INSTRUÇÃO A: Por favor, conte as linhas da listagem abaixo que contêm a palavra "slice", diferenciando maiúsculas de minúsculas, e responda só com o número.

TEXTO DE LEITURA:
================

Necessidade de regulamentação
Hoje o Brasil conta apenas com obrigações acessórias relacionadas a ativos virtuais. A Receita Federal já promoveu uma breve regulamentação das critpomoedas em 2019, para evitar a sonegação no setor. Uma instrução normativa determinou que as exchanges prestem informações sobre as operações com criptoativos: valores, tipos, quantidades, datas etc.

O professor e consultor em regulação financeira Isac Costa é defensor da ideia de que o Brasil precisa de segurança jurídica para o tema, mas não necessariamente na forma de uma lei. Para ele, a regulamentação poderia ocorrer por meio de normas da Receita, do Banco Central ou da Comissão de Valores Mobiliários (CVM).

Mesmo assim, ele entende que a aprovação de um PL traz um pouco mais de segurança jurídica e tem um valor simbólico: “Para mostrar que o Estado brasileiro vê com bons olhos a prestação desse serviço de ativos virtuais”.

Se aprovada, a lei não produzirá efeitos de imediato. O texto do PL, além de estar sujeito a uma regulamentação posterior, estabelece um prazo de 180 dias para a norma entrar em vigor. Apesar disso, segundo o professor, os conceitos já estariam fixados para as instituições começarem a se organizar.

Raphael Souza também é favorável à regulamentação no Brasil e no mundo, principalmente porque ela pode evitar, ou ao menos dificultar, golpes e crimes — como a pirâmide financeira, um dos principais no ramo de criptomoedas. “Sem a regulamentação a gente não consegue excluir os players ruins do mercado, os criminosos”, destaca ele.

Além disso, uma regulamentação tem o potencial de atrair capital institucional. Grandes empresas, bancos ou fundos de investimento muitas vezes têm receio de explorar a área de criptoativos em razão da insegurança jurídica causada pela falta de normas.

Perspectivas sobre o PL
Para Isac Costa, a proposta aprovada pelo Senado poderia ser melhor, mas é positiva como um primeiro passo: “Ela pode não ser o que a gente precisa, ela pode não ser o que a gente quer, mas ela é o que a gente tem. E é melhor ter algo do que não ter nada”.

Ele ressalta que a regulamentação deve ser muito mais robusta e detalhada na Europa e nos EUA. “Mas, considerando a complexidade do processo legislativo brasileiro, os interesses em torno dessa proposta e todos os outros pontos, talvez seja o melhor que dá para fazer agora. Se não, vai demorar muito”.

No entanto, ele faz uma ponderação: a dificuldade de aplicar tal regulamentação, por causa dos prestadores de serviços estrangeiros que se negam a constituir empresa no Brasil. Algumas exchanges celebram parcerias com empresas brasileiras e disfarçam a prestação de seus serviços. Com isso, deixam de informar às autoridades sobre as transações.

Tal situação causa problemas em diversos níveis. Primeiramente, para o Estado brasileiro, que não tem controle sobre essas operações. Em segundo lugar, para o sistema financeiro nacional como um todo, devido às brechas para ingresso de recursos provenientes de negócios ilícitos.

================

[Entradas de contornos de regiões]

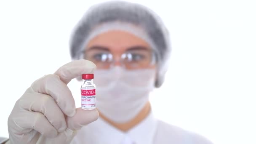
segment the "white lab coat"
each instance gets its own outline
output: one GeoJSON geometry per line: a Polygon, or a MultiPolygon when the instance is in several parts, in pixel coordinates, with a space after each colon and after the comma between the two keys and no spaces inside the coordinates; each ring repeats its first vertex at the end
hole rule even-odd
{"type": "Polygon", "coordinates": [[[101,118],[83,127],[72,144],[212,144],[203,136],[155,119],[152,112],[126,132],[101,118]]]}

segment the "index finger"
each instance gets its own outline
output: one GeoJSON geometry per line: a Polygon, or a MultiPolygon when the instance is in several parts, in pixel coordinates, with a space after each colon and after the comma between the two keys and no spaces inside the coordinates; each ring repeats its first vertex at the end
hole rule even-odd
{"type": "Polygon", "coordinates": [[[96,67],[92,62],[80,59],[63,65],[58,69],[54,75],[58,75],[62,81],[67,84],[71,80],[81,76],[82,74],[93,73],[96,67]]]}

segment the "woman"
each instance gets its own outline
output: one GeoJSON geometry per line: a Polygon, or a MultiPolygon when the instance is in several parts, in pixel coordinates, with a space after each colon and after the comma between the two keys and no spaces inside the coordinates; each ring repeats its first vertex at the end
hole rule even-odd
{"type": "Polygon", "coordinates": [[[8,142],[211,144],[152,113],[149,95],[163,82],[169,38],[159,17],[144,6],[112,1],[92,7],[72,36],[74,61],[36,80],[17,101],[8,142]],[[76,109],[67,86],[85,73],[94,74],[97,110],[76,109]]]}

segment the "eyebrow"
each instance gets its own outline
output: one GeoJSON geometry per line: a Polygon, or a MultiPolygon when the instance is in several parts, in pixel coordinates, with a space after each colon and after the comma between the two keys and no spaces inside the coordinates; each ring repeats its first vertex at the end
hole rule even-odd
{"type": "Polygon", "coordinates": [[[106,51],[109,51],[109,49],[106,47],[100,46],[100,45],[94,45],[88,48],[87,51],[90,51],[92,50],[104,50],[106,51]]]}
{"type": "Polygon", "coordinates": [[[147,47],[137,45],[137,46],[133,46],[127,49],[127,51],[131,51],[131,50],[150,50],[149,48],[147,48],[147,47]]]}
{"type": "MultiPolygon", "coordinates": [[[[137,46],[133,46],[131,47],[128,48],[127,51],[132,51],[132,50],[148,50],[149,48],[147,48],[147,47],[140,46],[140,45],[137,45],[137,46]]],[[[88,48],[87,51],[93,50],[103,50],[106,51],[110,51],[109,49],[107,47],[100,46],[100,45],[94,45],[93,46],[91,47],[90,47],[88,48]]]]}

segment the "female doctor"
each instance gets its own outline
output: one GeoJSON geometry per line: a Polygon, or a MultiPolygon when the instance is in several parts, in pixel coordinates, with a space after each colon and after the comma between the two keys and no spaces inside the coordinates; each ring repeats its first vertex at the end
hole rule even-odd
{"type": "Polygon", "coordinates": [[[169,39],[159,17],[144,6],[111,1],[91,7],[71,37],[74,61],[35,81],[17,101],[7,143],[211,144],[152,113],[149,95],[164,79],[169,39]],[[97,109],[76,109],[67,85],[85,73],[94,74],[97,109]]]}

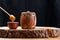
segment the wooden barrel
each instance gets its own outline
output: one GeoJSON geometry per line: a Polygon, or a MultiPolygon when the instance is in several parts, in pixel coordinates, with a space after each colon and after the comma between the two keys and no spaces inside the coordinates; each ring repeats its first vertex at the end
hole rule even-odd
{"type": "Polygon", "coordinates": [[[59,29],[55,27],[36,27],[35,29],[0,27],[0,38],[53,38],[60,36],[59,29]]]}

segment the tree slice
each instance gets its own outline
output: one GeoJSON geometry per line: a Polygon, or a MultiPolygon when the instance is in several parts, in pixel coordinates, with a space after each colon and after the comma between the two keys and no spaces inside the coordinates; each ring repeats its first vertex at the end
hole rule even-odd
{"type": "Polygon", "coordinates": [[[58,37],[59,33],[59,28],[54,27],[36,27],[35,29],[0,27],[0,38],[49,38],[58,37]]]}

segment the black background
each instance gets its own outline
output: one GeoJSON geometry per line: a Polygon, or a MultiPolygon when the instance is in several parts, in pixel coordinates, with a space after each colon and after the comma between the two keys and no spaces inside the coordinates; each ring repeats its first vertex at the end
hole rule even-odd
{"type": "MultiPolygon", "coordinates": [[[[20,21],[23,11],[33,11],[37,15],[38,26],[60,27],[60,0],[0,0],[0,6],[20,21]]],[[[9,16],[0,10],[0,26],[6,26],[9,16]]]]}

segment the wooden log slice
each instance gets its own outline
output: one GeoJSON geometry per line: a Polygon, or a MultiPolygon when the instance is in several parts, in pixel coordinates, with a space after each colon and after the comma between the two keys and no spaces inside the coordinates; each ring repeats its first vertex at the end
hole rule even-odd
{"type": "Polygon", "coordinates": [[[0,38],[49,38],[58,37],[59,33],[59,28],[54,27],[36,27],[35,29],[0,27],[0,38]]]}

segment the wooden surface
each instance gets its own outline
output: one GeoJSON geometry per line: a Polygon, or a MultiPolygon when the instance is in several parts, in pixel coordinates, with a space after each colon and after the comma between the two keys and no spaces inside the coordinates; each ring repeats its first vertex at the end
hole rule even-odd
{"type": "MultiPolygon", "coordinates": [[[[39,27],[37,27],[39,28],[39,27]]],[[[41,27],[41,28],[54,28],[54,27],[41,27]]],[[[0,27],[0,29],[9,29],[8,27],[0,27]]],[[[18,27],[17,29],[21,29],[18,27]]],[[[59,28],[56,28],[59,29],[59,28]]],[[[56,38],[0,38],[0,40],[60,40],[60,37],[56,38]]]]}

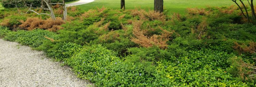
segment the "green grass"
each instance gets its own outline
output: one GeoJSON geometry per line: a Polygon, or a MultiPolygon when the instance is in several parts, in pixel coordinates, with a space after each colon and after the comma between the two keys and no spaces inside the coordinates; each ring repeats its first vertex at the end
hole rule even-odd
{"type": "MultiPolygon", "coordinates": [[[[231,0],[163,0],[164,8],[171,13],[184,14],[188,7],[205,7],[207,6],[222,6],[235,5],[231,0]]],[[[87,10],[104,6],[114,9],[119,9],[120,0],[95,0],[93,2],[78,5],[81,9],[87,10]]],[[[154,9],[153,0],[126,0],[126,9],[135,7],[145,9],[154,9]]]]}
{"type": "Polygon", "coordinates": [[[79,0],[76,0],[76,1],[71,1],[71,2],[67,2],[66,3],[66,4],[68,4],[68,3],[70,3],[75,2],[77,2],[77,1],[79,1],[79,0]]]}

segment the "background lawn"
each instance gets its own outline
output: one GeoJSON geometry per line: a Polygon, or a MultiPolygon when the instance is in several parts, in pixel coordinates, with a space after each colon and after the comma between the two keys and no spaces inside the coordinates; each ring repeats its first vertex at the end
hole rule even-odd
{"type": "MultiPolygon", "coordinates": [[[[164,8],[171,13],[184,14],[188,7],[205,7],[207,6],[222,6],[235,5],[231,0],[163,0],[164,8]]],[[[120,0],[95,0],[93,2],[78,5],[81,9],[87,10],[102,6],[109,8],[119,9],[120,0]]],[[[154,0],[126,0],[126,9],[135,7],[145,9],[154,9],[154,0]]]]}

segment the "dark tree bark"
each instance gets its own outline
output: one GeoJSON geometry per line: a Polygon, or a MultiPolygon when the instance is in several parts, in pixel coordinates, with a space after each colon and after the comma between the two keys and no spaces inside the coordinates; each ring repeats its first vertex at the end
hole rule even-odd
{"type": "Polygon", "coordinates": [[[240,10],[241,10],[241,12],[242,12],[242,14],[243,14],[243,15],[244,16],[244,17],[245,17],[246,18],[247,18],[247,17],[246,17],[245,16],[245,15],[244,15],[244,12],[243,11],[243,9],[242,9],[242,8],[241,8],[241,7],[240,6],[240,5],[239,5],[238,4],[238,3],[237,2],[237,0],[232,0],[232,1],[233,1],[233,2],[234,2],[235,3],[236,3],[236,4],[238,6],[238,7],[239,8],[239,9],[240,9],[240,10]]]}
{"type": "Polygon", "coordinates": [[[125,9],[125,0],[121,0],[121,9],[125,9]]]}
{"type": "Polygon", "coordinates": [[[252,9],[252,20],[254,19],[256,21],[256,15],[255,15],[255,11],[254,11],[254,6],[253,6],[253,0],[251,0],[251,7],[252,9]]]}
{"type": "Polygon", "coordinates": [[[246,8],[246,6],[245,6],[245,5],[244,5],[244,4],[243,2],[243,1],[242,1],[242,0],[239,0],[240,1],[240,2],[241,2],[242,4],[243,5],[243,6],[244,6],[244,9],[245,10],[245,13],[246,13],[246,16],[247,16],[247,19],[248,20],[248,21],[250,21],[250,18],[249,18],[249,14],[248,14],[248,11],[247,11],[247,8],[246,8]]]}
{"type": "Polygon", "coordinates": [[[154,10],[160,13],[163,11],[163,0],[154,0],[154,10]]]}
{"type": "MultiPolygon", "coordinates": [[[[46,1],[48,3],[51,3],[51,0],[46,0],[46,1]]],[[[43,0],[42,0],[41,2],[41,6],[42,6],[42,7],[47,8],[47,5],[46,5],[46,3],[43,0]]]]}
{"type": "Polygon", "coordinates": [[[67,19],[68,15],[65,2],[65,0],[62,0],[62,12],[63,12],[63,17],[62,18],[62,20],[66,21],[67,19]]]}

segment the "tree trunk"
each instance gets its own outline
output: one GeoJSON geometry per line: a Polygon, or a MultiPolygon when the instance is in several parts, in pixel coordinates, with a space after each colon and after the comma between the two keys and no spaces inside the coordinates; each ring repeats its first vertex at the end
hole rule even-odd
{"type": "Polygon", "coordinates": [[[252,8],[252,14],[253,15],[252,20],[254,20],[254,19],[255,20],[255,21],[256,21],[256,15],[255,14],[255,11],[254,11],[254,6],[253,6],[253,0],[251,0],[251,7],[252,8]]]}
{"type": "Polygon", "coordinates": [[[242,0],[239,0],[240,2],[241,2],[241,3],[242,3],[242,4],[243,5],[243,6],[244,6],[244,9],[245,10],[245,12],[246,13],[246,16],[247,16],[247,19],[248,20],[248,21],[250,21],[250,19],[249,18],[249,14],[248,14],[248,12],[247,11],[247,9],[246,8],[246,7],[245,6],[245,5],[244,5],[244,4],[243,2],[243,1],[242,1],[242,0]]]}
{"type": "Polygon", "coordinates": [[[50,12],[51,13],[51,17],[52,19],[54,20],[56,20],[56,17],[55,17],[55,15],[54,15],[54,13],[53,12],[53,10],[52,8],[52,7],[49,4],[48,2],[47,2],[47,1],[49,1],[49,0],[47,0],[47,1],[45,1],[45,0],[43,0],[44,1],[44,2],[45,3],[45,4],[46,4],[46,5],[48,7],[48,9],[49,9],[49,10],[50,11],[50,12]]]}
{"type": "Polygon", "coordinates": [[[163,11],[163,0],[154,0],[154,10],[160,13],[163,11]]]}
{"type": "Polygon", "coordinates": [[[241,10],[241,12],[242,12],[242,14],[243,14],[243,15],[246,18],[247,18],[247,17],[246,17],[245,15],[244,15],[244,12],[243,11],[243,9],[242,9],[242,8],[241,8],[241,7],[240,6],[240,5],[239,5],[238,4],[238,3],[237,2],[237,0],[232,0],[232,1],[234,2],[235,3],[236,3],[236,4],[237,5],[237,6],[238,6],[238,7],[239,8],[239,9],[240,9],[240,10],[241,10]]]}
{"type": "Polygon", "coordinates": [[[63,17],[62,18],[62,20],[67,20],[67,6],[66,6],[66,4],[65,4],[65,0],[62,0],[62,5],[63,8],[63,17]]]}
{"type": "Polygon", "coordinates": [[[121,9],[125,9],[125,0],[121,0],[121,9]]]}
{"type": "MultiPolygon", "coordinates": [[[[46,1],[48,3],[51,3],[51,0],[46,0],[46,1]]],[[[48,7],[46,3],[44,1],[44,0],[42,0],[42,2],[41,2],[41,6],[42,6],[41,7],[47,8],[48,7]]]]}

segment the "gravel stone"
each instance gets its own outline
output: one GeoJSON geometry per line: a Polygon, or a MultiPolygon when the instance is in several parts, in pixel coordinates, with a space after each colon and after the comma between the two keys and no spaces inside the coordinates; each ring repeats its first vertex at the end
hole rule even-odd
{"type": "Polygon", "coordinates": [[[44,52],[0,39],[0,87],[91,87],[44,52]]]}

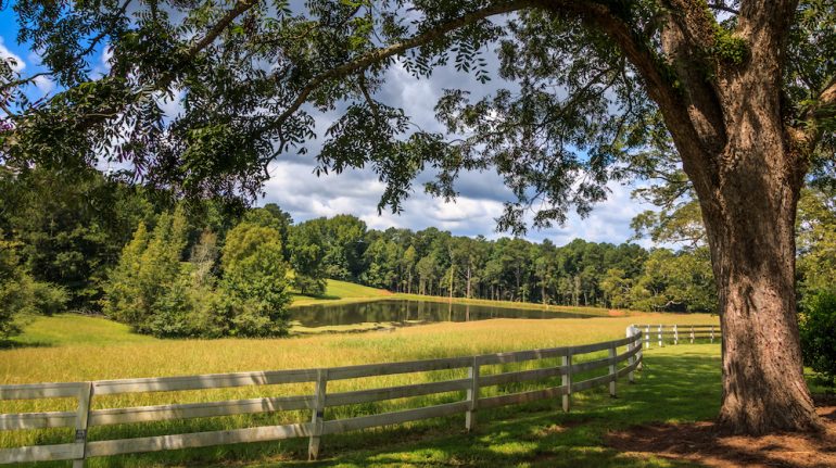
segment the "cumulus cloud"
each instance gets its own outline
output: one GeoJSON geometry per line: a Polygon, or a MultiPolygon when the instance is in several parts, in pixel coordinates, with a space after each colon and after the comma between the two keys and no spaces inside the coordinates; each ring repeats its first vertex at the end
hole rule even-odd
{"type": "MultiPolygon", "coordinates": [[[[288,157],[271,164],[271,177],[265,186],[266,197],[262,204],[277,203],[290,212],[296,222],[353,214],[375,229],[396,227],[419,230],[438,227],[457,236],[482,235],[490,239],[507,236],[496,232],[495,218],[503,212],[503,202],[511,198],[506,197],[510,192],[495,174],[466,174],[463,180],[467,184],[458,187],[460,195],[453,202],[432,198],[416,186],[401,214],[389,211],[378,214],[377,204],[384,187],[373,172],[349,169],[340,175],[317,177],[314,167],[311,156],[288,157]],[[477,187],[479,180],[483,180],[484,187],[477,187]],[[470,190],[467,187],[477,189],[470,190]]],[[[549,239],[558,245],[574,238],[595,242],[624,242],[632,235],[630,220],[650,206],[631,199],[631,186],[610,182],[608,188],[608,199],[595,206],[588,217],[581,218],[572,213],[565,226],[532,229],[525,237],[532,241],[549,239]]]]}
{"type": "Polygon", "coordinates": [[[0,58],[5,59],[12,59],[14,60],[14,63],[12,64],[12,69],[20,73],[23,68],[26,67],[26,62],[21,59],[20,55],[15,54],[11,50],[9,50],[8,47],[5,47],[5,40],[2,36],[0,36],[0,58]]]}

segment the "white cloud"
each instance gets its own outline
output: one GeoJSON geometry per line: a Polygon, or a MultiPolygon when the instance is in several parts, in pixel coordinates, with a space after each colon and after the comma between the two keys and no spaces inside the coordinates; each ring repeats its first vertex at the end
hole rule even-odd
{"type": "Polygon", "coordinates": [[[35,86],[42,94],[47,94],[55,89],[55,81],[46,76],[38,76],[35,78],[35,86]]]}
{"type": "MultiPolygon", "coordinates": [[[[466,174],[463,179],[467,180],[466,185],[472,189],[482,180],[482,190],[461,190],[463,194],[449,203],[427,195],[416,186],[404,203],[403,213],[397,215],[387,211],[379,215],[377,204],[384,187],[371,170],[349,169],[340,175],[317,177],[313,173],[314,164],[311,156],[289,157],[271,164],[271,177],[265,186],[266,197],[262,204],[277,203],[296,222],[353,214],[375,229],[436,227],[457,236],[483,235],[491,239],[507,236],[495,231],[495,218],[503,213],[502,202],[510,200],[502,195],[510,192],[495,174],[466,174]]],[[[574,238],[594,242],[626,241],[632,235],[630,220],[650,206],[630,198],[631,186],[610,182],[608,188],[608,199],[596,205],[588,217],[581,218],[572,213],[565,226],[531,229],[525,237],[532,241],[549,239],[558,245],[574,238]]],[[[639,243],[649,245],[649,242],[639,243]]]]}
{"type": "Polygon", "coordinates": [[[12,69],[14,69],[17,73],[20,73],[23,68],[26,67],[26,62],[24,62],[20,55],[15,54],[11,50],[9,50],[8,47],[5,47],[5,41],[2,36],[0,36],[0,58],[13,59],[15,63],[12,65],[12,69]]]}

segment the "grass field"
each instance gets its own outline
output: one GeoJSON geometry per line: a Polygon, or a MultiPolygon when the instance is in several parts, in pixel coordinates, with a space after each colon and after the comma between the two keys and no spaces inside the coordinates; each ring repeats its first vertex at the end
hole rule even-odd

================

INSTRUÇÃO B: De acordo com o texto sobre a regulamentação de criptoativos, que prazo o PL estabelece para a norma entrar em vigor?

RESPOSTA ESPERADA A: 2

RESPOSTA ESPERADA B: 180 dias.